Provided by Visa, Content Partner for the SME Toolkit


WHICH IS BETTER FOR YOUR BUSINESS?

When it comes to workers, one of the first questions to be considered is whether a business saves more money hiring an employee or an independent contractor.

Test yourself by considering the following case study:

You want to bring a retail business online. You need someone to create and manage a website and you determine the work will take 120 hours a month. You don't know whether to hire an employee to do this at $12 an hour (for a total of $1440 in wages per month), or to hire an independent contractor who will charge $2000 a month for the job. What are the variables that need to be considered?


Review of case study.

The advice you may hear is hire the contractor. First put together a job description—that is, what you want the worker to do, what type of site is needed with what functions. Then ask questions—for example, does the $12 an hour employee have the expertise to do what has to be done. It's not just development of a site, because there are millions of websites that are no good – they're hard to open, too tough to navigate—but it's developing a website that meets all of your requirements.
----
• _Exercise goal_
Repeat the passage on hiring an employee versus a contractor word for word, starting at "The advice you" and ending at "of your requirements.". The listing after the text has no role here.

• _Raw data_
----
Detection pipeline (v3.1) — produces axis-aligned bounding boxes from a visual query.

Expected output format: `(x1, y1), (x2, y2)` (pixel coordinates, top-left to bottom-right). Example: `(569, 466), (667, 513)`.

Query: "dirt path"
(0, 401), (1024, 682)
----
• _Exercise answer_
The advice you may hear is hire the contractor. First put together a job description—that is, what you want the worker to do, what type of site is needed with what functions. Then ask questions—for example, does the $12 an hour employee have the expertise to do what has to be done. It's not just development of a site, because there are millions of websites that are no good – they're hard to open, too tough to navigate—but it's developing a website that meets all of your requirements.